TASK INSTRUCTIONS
Print the passage on Louis Johnson's early life word for word, starting at "Louis Johnson's own" and running up to and including "Virginia at Charlottesville.".

TEXT TO READ
— start —

Louis Johnson's own father had no plantation. He was a grocery clerk in Roanoke who married Katherine Arthur, the colonel's daughter. A man of good family, little money and less education, Marcellus Johnson taught his son the value of an honest dollar, taught him to think and speak for himself, prodded him on with the fierceness of a man who has missed opportunity himself. After his counsel, no one had to teach Louis Arthur Johnson to get out in front and stay there.

Young Louis always captained the baseball teams. He dived from the highest branch by the swimming hole on Tinker's Creek He led his class in high school. At 15, he took over the local Epworth League and made it into a tri-city organization which embraced two neighboring towns. In the fall of 1908,17-year-old Louis Johnson, handsome, strapping and 6 ft.1 in. tall, descended on the University of Virginia at Charlottesville.

Big Man on Campus. Before Louis Johnson's arrival, university politics had been dominated by the upper-crust fraternities. Louis soon changed all that, at least for his day. The Betas, the Dekes, the Sigma Chis would all have been delighted to accept the big, aggressive kid with the curly black hair and determined chin. But Louis became a Delta Chi, organized a merger of lesser fraternities and non-fraternity men and began winning student elections with monotonous regularity.

By the time he graduated, Louis Johnson had been three-time president of the law school, vice president of the oldest university Y.M.C.A. in the nation, secretary-treasurer of the Civic Club. He was also a crack debater, and a good athlete (boxing and wrestling). To the despair of some classmates (and with the help of a photographic memory), he had also made top grades without even seeming to try.

— end —

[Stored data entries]
— start —

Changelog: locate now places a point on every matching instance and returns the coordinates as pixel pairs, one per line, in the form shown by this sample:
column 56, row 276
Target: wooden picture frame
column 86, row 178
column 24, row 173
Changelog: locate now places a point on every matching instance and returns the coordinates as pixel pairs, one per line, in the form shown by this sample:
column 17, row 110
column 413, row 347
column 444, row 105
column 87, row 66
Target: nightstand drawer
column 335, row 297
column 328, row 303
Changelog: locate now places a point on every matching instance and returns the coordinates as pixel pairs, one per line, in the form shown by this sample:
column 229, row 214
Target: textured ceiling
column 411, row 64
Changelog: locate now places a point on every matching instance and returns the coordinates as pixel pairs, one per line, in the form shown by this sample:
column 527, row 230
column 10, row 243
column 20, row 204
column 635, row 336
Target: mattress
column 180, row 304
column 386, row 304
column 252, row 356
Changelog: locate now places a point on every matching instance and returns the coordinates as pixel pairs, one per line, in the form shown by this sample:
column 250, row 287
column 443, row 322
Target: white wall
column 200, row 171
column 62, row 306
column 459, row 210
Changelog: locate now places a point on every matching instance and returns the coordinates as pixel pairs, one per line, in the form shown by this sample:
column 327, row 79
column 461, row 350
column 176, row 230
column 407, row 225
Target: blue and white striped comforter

— end —

TASK RESPONSE
Louis Johnson's own father had no plantation. He was a grocery clerk in Roanoke who married Katherine Arthur, the colonel's daughter. A man of good family, little money and less education, Marcellus Johnson taught his son the value of an honest dollar, taught him to think and speak for himself, prodded him on with the fierceness of a man who has missed opportunity himself. After his counsel, no one had to teach Louis Arthur Johnson to get out in front and stay there.

Young Louis always captained the baseball teams. He dived from the highest branch by the swimming hole on Tinker's Creek He led his class in high school. At 15, he took over the local Epworth League and made it into a tri-city organization which embraced two neighboring towns. In the fall of 1908,17-year-old Louis Johnson, handsome, strapping and 6 ft.1 in. tall, descended on the University of Virginia at Charlottesville.